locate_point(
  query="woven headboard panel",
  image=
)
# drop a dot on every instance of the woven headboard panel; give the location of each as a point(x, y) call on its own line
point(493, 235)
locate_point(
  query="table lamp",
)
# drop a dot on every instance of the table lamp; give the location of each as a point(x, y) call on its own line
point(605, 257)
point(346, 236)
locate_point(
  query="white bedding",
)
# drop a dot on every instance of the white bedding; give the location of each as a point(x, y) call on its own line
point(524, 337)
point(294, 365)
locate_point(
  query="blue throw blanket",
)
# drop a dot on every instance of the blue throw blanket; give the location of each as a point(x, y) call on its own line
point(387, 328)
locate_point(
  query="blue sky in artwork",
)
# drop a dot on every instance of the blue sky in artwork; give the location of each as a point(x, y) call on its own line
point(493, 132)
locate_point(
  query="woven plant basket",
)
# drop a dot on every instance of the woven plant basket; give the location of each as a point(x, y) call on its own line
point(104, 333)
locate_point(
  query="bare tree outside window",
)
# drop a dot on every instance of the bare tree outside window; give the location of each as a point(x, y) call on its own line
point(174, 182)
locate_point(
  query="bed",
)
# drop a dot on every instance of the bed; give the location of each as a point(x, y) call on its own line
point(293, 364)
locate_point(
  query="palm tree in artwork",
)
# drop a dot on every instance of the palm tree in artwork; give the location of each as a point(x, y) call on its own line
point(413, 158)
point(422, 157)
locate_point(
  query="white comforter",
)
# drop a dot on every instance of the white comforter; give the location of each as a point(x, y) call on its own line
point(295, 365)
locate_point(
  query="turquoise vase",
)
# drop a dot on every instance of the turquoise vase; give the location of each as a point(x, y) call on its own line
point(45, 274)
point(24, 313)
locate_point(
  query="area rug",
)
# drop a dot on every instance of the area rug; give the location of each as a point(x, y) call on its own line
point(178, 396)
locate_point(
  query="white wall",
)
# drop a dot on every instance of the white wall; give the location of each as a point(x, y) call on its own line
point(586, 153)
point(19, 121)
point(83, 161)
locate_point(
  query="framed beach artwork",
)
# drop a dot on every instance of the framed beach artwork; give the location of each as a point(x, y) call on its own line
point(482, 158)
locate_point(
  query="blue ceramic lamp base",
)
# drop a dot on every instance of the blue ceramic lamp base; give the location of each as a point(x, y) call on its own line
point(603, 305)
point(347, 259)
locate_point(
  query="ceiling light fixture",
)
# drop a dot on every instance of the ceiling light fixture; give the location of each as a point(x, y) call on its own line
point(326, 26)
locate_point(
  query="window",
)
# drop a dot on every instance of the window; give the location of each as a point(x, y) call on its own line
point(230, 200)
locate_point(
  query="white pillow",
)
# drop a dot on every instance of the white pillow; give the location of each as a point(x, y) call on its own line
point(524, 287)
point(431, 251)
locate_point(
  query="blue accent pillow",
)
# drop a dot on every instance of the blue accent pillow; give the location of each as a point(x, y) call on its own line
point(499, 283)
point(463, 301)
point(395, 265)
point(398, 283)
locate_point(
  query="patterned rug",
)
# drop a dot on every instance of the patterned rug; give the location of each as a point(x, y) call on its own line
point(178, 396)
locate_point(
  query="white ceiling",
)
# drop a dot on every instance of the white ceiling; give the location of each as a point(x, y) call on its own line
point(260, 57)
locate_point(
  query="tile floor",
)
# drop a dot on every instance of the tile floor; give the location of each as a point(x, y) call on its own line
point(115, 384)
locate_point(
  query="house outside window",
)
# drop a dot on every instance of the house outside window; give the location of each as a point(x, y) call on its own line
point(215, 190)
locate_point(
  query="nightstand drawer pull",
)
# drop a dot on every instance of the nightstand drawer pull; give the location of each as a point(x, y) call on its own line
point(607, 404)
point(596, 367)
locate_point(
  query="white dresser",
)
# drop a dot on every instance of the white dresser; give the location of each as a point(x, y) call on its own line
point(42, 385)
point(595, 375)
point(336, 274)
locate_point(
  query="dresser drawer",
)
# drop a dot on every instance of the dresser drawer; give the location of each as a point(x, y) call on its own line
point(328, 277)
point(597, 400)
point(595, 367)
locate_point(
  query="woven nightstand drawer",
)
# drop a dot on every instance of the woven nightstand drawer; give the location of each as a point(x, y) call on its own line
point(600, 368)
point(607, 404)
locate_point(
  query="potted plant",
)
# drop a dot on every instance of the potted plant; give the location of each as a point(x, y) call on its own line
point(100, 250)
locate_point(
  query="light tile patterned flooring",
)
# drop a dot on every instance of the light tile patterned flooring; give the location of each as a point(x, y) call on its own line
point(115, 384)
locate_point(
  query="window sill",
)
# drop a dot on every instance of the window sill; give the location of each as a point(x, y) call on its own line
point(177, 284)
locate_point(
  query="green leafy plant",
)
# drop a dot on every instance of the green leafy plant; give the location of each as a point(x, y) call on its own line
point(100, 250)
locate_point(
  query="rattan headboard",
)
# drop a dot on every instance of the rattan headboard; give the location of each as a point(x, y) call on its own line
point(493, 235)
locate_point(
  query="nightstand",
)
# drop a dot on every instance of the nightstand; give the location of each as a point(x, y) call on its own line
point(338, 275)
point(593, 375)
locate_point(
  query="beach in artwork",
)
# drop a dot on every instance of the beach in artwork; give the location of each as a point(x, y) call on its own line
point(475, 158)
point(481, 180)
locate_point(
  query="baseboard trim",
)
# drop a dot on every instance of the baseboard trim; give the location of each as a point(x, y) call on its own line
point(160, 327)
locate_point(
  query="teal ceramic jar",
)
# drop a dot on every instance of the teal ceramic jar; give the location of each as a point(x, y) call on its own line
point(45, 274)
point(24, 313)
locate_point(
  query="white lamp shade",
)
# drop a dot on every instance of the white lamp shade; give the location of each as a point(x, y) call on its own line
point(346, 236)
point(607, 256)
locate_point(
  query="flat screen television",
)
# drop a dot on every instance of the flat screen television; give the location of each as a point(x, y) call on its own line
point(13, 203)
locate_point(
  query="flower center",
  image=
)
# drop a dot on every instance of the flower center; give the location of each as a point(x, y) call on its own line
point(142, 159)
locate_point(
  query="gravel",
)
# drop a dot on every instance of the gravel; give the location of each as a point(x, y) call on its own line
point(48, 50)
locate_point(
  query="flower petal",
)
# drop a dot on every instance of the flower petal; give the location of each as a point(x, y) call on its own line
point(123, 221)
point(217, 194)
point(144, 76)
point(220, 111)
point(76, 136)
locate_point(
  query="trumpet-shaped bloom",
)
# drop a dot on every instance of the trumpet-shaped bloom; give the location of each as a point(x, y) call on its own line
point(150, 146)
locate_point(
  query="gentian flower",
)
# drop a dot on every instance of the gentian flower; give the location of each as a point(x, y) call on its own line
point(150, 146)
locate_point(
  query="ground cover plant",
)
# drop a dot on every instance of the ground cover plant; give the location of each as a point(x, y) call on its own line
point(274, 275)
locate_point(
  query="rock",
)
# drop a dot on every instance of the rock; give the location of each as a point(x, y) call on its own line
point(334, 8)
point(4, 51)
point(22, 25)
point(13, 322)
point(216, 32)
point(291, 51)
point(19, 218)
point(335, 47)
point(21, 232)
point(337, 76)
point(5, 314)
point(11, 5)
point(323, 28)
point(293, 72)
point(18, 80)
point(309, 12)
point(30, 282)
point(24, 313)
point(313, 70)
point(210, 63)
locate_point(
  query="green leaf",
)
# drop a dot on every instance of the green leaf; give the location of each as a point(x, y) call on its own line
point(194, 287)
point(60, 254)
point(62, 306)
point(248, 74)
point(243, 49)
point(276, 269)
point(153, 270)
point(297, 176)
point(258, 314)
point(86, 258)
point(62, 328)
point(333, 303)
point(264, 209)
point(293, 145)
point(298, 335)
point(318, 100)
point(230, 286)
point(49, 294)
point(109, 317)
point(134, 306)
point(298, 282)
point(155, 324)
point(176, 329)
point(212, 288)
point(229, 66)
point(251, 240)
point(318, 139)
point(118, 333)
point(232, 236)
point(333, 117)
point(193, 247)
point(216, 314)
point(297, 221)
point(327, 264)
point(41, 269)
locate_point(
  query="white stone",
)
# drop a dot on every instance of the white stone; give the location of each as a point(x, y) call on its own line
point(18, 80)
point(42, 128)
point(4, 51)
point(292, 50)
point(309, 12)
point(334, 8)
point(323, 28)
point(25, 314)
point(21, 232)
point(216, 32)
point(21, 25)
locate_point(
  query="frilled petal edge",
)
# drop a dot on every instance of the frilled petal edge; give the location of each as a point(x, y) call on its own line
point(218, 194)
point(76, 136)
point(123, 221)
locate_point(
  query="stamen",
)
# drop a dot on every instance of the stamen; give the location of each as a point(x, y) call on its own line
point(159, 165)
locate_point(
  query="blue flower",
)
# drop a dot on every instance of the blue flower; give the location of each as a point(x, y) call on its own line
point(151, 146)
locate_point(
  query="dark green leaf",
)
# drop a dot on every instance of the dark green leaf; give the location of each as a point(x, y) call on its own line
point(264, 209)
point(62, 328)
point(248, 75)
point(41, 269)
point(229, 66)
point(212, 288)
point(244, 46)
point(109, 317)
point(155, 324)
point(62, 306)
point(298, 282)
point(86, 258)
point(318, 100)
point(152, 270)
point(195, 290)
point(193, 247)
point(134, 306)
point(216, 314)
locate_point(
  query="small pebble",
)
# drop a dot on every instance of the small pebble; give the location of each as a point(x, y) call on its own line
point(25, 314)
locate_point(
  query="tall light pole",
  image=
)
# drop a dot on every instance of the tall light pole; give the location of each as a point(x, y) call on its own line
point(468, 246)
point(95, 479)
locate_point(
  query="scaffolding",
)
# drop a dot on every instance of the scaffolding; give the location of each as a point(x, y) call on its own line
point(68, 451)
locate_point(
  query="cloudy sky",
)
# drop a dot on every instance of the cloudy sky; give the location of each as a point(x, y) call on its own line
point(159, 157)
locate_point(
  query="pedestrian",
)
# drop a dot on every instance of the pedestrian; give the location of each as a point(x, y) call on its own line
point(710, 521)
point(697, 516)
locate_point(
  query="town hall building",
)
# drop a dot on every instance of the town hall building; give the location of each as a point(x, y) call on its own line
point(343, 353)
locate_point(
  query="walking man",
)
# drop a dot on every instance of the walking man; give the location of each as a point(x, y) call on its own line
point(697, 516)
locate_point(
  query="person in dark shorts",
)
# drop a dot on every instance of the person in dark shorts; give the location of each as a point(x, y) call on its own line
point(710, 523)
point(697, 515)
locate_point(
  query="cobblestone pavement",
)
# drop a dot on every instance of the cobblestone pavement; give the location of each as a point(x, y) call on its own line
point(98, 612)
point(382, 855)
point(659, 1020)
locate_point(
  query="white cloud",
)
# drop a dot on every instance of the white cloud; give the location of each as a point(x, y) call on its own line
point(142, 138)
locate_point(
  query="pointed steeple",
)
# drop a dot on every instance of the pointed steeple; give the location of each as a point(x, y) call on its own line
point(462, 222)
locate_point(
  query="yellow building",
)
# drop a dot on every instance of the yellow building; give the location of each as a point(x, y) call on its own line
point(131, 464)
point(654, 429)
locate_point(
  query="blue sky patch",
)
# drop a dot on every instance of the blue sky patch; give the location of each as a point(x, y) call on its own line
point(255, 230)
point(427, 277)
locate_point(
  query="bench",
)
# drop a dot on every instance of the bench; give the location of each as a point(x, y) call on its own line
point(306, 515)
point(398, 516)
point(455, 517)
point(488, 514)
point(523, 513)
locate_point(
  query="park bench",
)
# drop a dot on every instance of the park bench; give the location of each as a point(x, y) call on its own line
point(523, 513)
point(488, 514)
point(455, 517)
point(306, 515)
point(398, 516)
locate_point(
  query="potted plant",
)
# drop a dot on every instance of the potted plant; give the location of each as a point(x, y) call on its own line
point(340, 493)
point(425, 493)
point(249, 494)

■ ■ ■

-- Short problem --
Please render the material from its first line through the line containing "point(293, 364)" as a numbered list, leaving out any blank lines.

-- Correct answer --
1. locate_point(
2.   query="woven headboard panel",
3.   image=
4. )
5. # drop a dot on every instance of the woven headboard panel; give the location of each as a point(x, y) call on its own line
6. point(493, 235)
7. locate_point(
8.   query="table lamp",
9. )
10. # drop a dot on every instance of the table lamp; give the location of each as a point(x, y) call on its own line
11. point(605, 257)
12. point(346, 236)
13. locate_point(
14.   query="white bedding",
15. )
16. # drop a dot on every instance of the white bedding; give the location of each as a point(x, y) call on its own line
17. point(524, 337)
18. point(294, 365)
19. locate_point(
20.   query="blue throw blanket",
21. )
22. # drop a dot on every instance of the blue throw blanket; give the location of each as a point(x, y) call on its own line
23. point(387, 328)
24. locate_point(
25.   query="blue sky in artwork",
26. )
27. # drop a dot on every instance of the blue sky in artwork; give the location of each as a point(x, y) call on its own line
28. point(493, 132)
29. locate_point(
30.   query="woven plant basket",
31. )
32. # drop a dot on every instance of the woven plant basket; give the location of each as a point(x, y) call on its own line
33. point(104, 333)
34. locate_point(
35.   query="bare tree outside window",
36. )
37. # drop a dot on every instance of the bare tree outside window; give the location of each as a point(x, y) call on its own line
38. point(174, 182)
39. locate_point(
40.   query="bed",
41. )
42. # drop a dot on every instance of the bed; give the location of each as a point(x, y) call on its own line
43. point(293, 364)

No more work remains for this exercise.